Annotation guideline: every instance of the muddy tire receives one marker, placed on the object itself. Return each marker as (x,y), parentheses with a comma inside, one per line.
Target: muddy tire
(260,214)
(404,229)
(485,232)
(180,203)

**WHAT TO WORK ON**
Would you output the entire listing exactly as written?

**OUTPUT FOR THIS TASK**
Annotation guideline: every instance of the muddy tire receives one marker, placed on the object itself. Return each marker as (x,y), parentheses with a comma inside, one per line.
Target: muddy tire
(260,214)
(404,229)
(485,232)
(180,203)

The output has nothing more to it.